TASK GOAL:
In the news passage on pandemic election rules, over how many days would the federal Liberals spread voting?

PASSAGE SHOWN:
════════════════

A resident arrives to vote in the New Brunswick provincial election at St. Mark's Catholic Church in Quispamsis, N.B., Monday, Sept. 14, 2020. After three separate provincial elections that were held during the pandemic, the federal government is putting forth a bill to adjust rules to keep Canadian voters safe if a federal election is triggered during the COVID-19 pandemic. THE CANADIAN PRESS/Andrew Vaughan
The federal Liberals are proposing to spread voting over three days if there's a federal election during the COVID-19 pandemic.
A bill tabled in the House of Commons today would also add nearly two weeks of advance polls in long-term care homes and make it easier to get and deliver mail-in ballots.
And it would give the country's chief electoral officer authority to make other adjustments to make balloting safer for both voters and poll workers.
Dominic LeBlanc, the minister responsible for Democratic Institutions, says the measures are meant to prevent potential crowding at polling places and to allow people vulnerable to COVID-19 to vote from home.
Chief electoral officer Stéphane Perrault warned earlier in the fall that restrictions in the law governing federal elections could put voters at risk, especially with mobile polls that are supposed to make voting easier for nursing home residents.
The government says the new rules would be temporary and would expire when Perrault deems it safe to go back to the current voting system.

════════════════

Photo-based referring expression data:

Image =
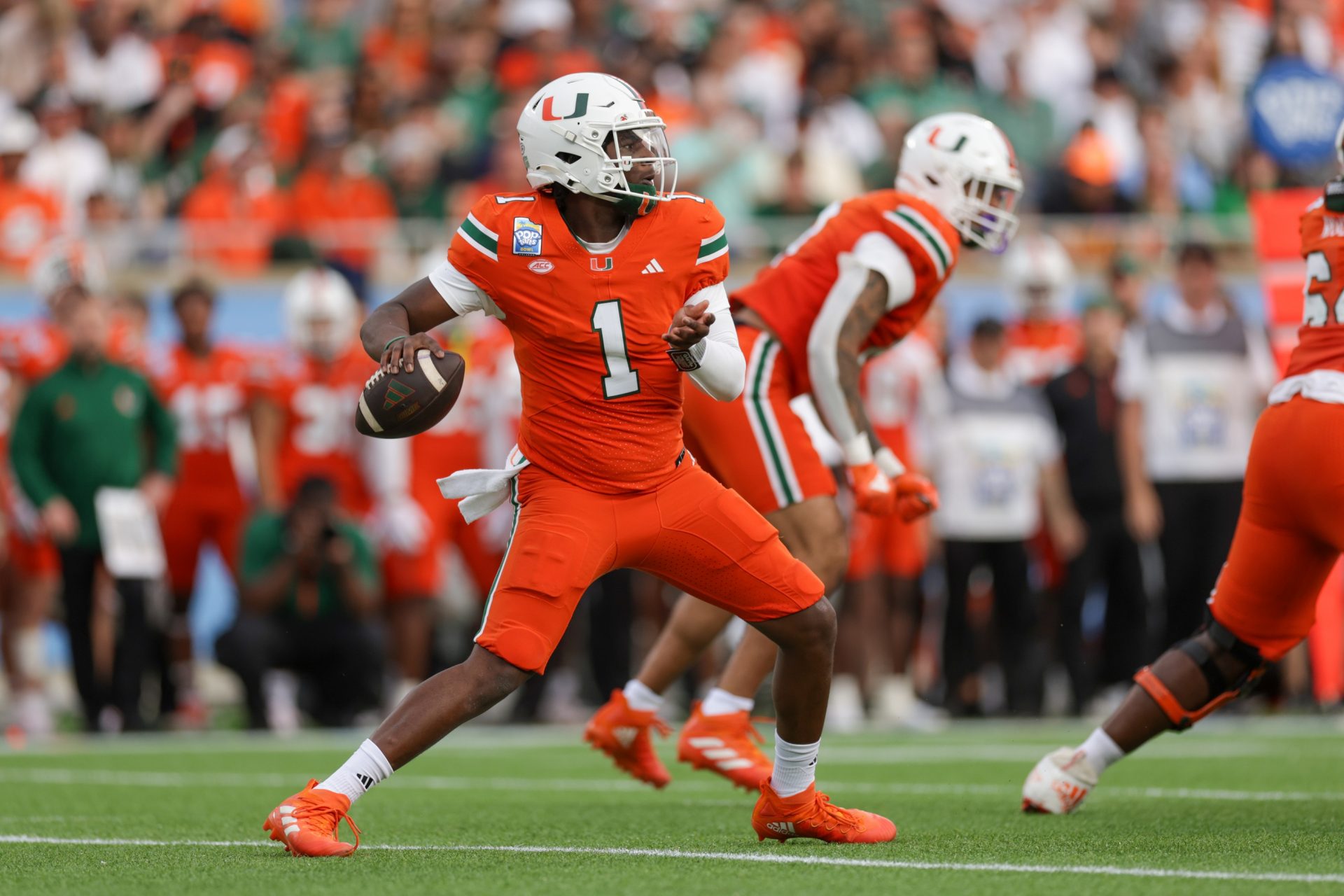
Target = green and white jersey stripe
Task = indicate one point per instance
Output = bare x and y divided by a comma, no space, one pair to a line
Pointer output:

════════════════

TASK SOLUTION:
Three days.